- **DATASET EXCERPTS**:
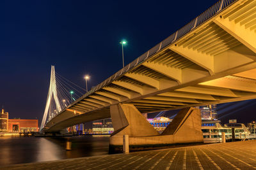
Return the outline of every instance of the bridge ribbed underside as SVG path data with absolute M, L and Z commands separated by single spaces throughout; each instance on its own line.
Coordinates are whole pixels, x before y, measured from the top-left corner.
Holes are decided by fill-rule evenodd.
M 105 117 L 118 103 L 150 113 L 255 99 L 255 0 L 220 1 L 70 104 L 45 129 L 84 122 L 76 117 L 91 113 Z

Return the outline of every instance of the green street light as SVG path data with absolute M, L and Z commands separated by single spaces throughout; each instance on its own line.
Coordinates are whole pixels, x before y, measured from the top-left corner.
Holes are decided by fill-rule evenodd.
M 123 40 L 120 43 L 122 45 L 122 55 L 123 57 L 123 68 L 124 67 L 124 45 L 127 43 L 127 41 Z

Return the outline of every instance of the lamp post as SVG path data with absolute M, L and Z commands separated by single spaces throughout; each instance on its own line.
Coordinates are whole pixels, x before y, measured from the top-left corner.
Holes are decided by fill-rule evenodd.
M 72 103 L 72 95 L 74 94 L 74 92 L 72 91 L 72 90 L 71 90 L 70 92 L 70 97 L 71 97 L 71 103 Z
M 88 87 L 87 87 L 87 80 L 89 80 L 90 76 L 88 75 L 86 75 L 84 76 L 84 79 L 85 79 L 85 83 L 86 84 L 86 92 L 88 92 Z
M 125 40 L 123 40 L 120 43 L 122 45 L 122 56 L 123 57 L 123 68 L 124 67 L 124 45 L 126 45 L 127 42 Z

- **EXERCISE AIM**: Find every line in the material above that contains the word "absolute", and copy each of those lines in full. Case counts, so match the capitalization exactly.

- **ANSWER FOR THIS EXERCISE**:
Return the outline of every instance of the bridge ribbed underside as SVG path data with absolute M, L and Z commands separated by single spaces throughout; each instance on its own line.
Return the outline of every instance of the green street light as SVG path data with absolute M, L and Z commands separated by single spaces throughout; each instance on its own line.
Return the outline of every instance of the lamp post as SVG path data with absolute M, L and Z commands separated by single spaces throughout; each instance on its own line.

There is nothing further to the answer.